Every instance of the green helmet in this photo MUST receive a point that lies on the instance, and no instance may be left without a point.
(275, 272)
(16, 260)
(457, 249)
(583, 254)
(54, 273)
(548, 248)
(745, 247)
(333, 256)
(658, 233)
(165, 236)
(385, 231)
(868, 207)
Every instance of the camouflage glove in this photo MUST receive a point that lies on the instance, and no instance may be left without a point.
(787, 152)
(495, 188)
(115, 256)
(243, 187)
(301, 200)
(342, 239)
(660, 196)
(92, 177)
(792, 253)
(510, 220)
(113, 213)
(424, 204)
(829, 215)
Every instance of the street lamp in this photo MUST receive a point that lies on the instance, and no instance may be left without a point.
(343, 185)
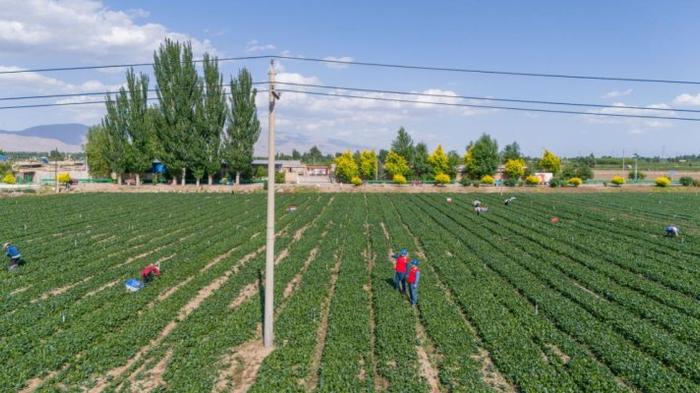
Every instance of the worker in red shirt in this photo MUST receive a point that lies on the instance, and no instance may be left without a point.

+-------+

__Instructions to follow__:
The material should be duplicated word for word, with no images included.

__Exercise solution__:
Every instance of the green helmet in this photo MUST receive a point that lies on the instance, and no instance may be left without a point.
(275, 272)
(16, 260)
(457, 249)
(583, 254)
(54, 273)
(548, 248)
(745, 247)
(333, 256)
(658, 233)
(165, 236)
(385, 231)
(868, 207)
Every instance of the camouflage glove in this photo MUST receive a point that lies on the instance, and no instance may be left without a point.
(787, 152)
(495, 188)
(115, 256)
(243, 187)
(301, 200)
(342, 239)
(660, 196)
(92, 177)
(792, 253)
(510, 220)
(113, 213)
(424, 204)
(829, 215)
Every instance of the street lamp in this photo MUST receive a point that lies on the instance, and no instance may be left without a point.
(343, 185)
Every instance of the worker in red shirt in this photo MUST receive a point that lies on the instance, and no instance may be left without a point.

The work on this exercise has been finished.